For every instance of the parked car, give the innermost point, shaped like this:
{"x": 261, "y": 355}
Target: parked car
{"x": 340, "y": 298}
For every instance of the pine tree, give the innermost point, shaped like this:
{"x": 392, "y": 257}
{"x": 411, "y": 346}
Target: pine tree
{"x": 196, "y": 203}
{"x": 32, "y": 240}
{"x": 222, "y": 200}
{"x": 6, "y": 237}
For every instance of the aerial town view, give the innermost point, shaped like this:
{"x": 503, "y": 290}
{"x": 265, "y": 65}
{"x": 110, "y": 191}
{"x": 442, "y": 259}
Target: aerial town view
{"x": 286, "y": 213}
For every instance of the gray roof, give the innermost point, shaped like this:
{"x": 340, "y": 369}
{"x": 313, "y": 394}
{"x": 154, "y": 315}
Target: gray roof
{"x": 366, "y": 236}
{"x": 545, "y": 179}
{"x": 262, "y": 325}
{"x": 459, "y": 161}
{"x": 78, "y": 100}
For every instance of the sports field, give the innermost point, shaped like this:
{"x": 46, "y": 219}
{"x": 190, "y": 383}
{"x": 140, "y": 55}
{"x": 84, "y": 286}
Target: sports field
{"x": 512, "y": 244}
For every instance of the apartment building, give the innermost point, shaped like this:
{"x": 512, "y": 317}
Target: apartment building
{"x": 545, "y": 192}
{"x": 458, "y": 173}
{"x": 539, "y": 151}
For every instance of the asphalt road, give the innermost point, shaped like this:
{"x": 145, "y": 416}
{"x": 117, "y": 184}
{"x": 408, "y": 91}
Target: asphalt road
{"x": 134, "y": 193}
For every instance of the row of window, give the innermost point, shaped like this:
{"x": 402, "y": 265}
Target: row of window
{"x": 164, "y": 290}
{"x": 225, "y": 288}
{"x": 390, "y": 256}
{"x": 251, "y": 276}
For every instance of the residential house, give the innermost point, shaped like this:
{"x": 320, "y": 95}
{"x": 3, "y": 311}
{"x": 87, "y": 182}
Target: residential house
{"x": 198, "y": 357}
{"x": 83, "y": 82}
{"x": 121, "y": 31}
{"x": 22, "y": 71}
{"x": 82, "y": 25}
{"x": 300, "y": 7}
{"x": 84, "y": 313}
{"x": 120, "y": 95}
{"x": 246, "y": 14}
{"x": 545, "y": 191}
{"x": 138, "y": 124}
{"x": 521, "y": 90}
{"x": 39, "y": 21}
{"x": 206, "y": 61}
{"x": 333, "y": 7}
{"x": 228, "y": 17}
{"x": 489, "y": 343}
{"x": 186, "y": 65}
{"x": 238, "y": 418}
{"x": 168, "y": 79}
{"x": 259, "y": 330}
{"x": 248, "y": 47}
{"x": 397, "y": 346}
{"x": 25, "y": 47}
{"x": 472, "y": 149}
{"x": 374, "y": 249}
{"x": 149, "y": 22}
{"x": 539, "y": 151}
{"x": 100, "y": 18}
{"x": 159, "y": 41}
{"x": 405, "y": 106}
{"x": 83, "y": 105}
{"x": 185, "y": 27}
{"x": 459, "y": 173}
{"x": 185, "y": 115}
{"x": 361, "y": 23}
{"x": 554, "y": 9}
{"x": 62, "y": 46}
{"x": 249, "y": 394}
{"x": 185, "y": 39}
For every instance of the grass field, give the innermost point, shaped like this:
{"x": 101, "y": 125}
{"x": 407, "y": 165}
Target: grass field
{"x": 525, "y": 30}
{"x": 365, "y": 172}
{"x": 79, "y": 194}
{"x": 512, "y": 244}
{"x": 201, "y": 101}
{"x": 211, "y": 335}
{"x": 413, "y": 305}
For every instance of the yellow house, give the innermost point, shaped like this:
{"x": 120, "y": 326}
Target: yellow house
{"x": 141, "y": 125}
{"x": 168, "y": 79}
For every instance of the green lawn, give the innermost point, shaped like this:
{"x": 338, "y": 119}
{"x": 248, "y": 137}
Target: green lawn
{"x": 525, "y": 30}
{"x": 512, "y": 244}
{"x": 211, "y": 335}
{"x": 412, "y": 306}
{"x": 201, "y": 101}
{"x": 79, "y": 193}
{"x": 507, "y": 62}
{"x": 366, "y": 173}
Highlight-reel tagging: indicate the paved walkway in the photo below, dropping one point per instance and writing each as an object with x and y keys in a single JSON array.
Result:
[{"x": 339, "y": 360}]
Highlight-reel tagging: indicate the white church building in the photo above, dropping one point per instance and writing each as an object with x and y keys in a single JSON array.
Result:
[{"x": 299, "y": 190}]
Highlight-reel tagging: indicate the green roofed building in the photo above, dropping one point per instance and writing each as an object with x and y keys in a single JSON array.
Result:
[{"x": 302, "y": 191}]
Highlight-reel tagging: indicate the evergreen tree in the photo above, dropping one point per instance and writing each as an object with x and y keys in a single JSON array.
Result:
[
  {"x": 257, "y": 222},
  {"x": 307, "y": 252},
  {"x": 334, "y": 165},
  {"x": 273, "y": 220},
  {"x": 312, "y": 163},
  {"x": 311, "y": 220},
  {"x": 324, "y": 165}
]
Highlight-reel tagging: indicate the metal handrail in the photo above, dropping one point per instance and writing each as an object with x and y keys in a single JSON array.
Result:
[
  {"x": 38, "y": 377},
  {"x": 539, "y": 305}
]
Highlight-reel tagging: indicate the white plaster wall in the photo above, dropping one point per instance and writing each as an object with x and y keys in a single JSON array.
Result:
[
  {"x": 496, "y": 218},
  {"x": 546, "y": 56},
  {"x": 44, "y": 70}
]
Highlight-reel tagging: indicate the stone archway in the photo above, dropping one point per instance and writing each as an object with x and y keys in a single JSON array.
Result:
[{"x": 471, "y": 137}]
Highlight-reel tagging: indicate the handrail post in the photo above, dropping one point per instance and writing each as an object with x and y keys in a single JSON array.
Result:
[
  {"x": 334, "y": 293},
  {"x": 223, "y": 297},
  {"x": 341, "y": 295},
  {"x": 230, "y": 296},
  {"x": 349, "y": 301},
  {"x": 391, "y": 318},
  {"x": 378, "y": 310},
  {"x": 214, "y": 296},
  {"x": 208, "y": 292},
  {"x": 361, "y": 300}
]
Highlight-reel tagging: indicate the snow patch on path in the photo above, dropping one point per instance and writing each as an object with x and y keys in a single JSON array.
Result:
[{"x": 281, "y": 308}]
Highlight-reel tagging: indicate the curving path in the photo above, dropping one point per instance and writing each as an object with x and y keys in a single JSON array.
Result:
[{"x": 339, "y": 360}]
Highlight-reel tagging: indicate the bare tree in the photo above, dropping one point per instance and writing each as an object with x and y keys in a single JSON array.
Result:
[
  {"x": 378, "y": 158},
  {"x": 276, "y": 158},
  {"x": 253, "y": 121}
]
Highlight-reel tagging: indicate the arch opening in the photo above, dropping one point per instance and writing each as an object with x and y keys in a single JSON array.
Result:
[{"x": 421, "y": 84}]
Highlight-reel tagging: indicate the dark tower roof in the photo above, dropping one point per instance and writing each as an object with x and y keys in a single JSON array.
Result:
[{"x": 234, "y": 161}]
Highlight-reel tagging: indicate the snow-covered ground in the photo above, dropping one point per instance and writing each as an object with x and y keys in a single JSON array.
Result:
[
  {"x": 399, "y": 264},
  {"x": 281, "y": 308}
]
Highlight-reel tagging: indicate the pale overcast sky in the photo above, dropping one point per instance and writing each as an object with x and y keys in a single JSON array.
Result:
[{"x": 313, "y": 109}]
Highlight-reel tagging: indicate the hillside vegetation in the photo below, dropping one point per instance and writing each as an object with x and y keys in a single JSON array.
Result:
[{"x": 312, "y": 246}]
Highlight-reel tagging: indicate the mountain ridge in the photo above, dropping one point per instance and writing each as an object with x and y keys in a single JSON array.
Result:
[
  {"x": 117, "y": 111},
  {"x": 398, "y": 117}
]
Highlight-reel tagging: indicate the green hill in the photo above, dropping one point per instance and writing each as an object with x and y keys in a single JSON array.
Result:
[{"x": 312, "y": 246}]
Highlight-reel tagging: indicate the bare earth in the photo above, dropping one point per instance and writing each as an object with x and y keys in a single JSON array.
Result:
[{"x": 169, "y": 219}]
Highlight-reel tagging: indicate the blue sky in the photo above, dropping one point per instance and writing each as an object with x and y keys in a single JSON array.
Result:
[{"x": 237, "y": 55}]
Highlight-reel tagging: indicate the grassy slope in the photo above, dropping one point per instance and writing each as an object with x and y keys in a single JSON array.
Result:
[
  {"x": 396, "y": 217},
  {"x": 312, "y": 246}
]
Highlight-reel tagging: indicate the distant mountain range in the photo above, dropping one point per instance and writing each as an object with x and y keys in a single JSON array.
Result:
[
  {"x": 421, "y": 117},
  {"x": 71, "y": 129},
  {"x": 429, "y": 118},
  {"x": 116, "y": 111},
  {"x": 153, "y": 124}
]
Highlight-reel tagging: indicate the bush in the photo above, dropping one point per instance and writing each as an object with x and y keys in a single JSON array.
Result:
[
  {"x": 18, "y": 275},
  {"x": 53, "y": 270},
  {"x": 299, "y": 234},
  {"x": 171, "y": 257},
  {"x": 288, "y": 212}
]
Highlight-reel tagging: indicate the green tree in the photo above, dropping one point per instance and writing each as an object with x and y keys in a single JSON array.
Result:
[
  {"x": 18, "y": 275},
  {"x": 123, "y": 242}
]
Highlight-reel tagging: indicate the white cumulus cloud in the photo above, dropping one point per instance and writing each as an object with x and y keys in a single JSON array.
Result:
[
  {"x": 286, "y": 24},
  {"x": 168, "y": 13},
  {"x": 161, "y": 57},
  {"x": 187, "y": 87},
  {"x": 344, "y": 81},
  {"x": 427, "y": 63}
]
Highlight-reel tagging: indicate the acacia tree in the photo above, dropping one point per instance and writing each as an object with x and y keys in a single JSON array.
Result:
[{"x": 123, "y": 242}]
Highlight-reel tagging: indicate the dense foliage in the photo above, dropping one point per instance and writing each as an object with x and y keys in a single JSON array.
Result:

- _Problem_: Reproduce exactly the lines from the one with "Highlight-reel tagging: indicate the green tree" through the end of the entries above, both ends included.

- _Expected answer_:
Highlight-reel tagging: indicate the green tree in the photo above, dropping one point per instance and writing each as an object with x and y keys in a single JSON array.
Result:
[
  {"x": 18, "y": 275},
  {"x": 123, "y": 242}
]
Highlight-reel tagging: indicate the white cumulus cloud in the photo above, dropping one point per instance and writing each as an object with x and y keys in a single JSON array.
Result:
[
  {"x": 286, "y": 24},
  {"x": 168, "y": 13},
  {"x": 161, "y": 57},
  {"x": 187, "y": 87},
  {"x": 344, "y": 81},
  {"x": 427, "y": 63}
]
Highlight-reel tagging: indicate the acacia tree in the photo above, dropping one point per instance and writing each as an object with x and y keys in a single JSON array.
Result:
[{"x": 123, "y": 242}]
Highlight-reel tagging: indicate the dense foliage in the photo above, dropping one point per instance and writing each as an object with x and y keys in a single JSON array.
Result:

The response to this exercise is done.